HIV-Positive Minorities, HMO Enrollees Less Likely to Participate in Clinical Medication Trials, Study Says
Among HIV-positive individuals, minorities and people enrolled in HMOs are less likely to participate in HIV medication trials or studies, according to a study in the May 2 issue of the New England Journal of Medicine, the Washington Post reports (Okie, Washington Post, 5/2). The study, conducted by researchers from the Veterans Affairs San Diego Healthcare System and the University of California, states that racial, gender and socioeconomic parity in HIV-related studies is essential because the course of HIV infection is affected by both the biology of the infected person and "socially influenced health-related behavior." To evaluate different subgroups' participation in medication trials and access to experimental medicines, researchers analyzed data on 2,864 individuals that were taken from the HIV Cost and Services Utilization Study, which includes all adults ages 18 and older who were receiving care for known HIV infection in the 48 contiguous states in early 1996. The HCSUS study did not include individuals who received care for HIV in prisons, active duty military facilities or emergency departments. The researchers collected information on the sociodemographic characteristics, health insurance status and attitudes and beliefs of study participants and weighed these data with information about subjects' participation in medication trials, access to experimental medicines and attempts to access experimental medication. Several of the study findings are presented below:
- Approximately 14% of those receiving care for HIV infection had participated in a medication trial or study, 24% had received experimental medications at some point, and 8% had tried and failed to obtain experimental treatments.
- Non-Hispanic whites accounted for 49% of those receiving care for HIV and 44% of reported AIDS cases, but they represented 62% of clinical trial participants. In contrast, non-Hispanic blacks accounted for 37% of reported AIDS cases and 33% of those receiving care for HIV but only 23% of clinical trial participants.
- Hispanics were slightly more likely than blacks to have participated in medication studies.
- Non-Hispanic whites were almost three times as likely as non-Hispanic blacks, and twice as likely as Hispanics, to have received experimental medications.
- Women were "well represented" in research trials and had the same likelihood of receiving experimental treatments as men.
★ ★ ★
In the article on HIV medication trials, why does the study say racial, gender and socioeconomic parity in HIV-related studies is essential? Answer in one to three sentences. The records have no connection to the article above.

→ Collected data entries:
★ ★ ★
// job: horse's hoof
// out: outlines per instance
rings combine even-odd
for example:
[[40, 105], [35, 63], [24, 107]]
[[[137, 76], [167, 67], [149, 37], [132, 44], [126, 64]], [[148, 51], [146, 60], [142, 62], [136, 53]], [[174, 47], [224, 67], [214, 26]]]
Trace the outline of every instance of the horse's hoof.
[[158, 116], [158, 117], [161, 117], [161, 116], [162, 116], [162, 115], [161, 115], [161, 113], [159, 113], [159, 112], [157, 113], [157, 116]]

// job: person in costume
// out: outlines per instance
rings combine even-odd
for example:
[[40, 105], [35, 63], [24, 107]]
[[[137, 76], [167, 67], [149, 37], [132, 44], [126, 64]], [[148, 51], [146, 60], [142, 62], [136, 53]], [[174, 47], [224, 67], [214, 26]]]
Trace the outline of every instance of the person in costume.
★ ★ ★
→ Expected answer: The study says such parity is essential because the course of HIV infection is affected by both the biology of the infected person and "socially influenced health-related behavior."